● **Page extract**:
## begin
The government of Quebec adopted the Fleurdelisé flag in 1948. The cross represents the faith of the province's founders, while the fleur-de-lys and blue colour recall Quebec's French origins.

When Samuel de Champlain founded Québec City in 1608, his ship hoisted the French merchant flag, which consisted of a white cross on a blue background. Later on, at the Battle of Carillon, in 1758, the Flag of Carillon was flown. This flag inspired the first members of the Saint-Jean-Baptiste Society to create the Carillon Sacré-Coeur flag, which consisted of a white cross on an azur background with white fleur-de-lis in each corner and a Sacred Heart surrounded by maple leaves in the centre. The Carillon Sacré-Coeur and French merchant flag went on to be the major inspirations for Québécois when creating Quebec's current flag in 1903, called the Fleurdelisé. The Fleurdelisé replaced the Union Jack on Quebec's Parliament Building on January 21, 1948, and it has flown there ever since.
## end
[Data listing]
## begin
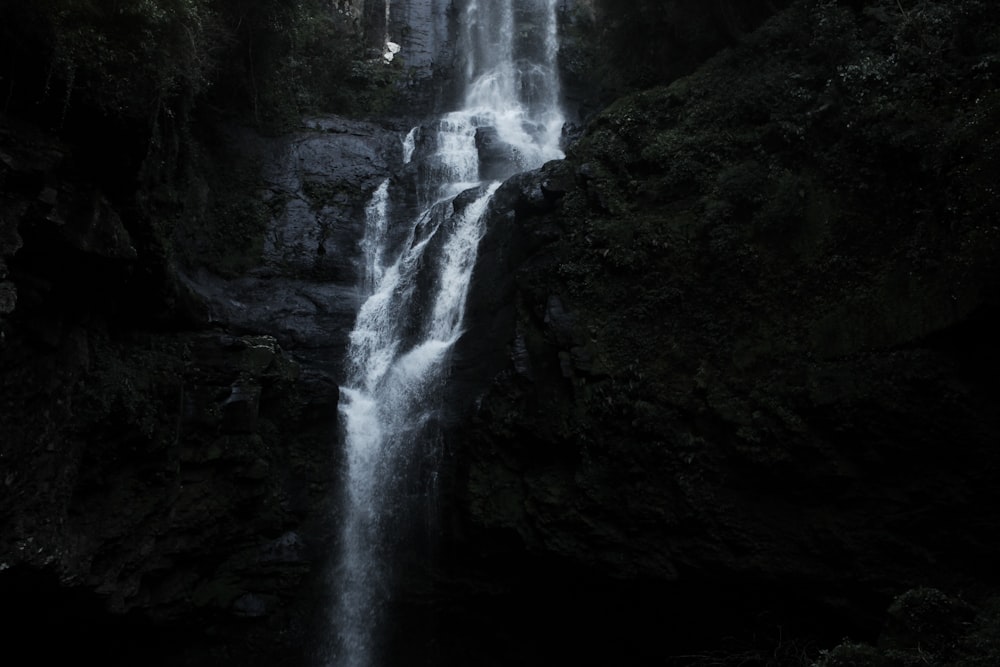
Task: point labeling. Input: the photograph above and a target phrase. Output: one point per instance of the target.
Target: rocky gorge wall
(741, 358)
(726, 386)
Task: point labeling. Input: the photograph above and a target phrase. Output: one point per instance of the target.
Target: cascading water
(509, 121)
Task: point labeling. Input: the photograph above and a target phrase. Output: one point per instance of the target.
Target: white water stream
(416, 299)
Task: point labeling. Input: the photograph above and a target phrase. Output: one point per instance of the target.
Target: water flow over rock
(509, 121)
## end
## begin
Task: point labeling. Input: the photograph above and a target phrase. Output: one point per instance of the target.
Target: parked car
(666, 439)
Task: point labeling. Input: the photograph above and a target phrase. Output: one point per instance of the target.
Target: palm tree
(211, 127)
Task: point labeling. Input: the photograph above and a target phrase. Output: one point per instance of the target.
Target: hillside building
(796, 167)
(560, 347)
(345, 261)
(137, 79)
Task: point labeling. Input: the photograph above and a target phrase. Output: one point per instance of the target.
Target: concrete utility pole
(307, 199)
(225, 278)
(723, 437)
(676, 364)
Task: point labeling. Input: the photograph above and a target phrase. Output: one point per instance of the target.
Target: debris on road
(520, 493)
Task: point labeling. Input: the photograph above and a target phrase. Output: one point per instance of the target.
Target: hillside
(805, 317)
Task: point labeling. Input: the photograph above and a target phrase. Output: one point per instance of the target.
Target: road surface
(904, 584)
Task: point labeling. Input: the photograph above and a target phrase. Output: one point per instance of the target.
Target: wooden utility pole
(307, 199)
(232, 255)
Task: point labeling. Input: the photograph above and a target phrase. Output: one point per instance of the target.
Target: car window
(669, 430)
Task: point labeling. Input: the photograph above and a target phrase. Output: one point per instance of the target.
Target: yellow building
## end
● **Exercise goal**: Rewrite everything in the Quebec flag passage from "When Samuel de" down to "there ever since.", putting "French trading flag" wherever "French merchant flag" appears. This listing comes from a separate source unrelated to the Quebec flag passage.

● **Result of the task**:
When Samuel de Champlain founded Québec City in 1608, his ship hoisted the French trading flag, which consisted of a white cross on a blue background. Later on, at the Battle of Carillon, in 1758, the Flag of Carillon was flown. This flag inspired the first members of the Saint-Jean-Baptiste Society to create the Carillon Sacré-Coeur flag, which consisted of a white cross on an azur background with white fleur-de-lis in each corner and a Sacred Heart surrounded by maple leaves in the centre. The Carillon Sacré-Coeur and French trading flag went on to be the major inspirations for Québécois when creating Quebec's current flag in 1903, called the Fleurdelisé. The Fleurdelisé replaced the Union Jack on Quebec's Parliament Building on January 21, 1948, and it has flown there ever since.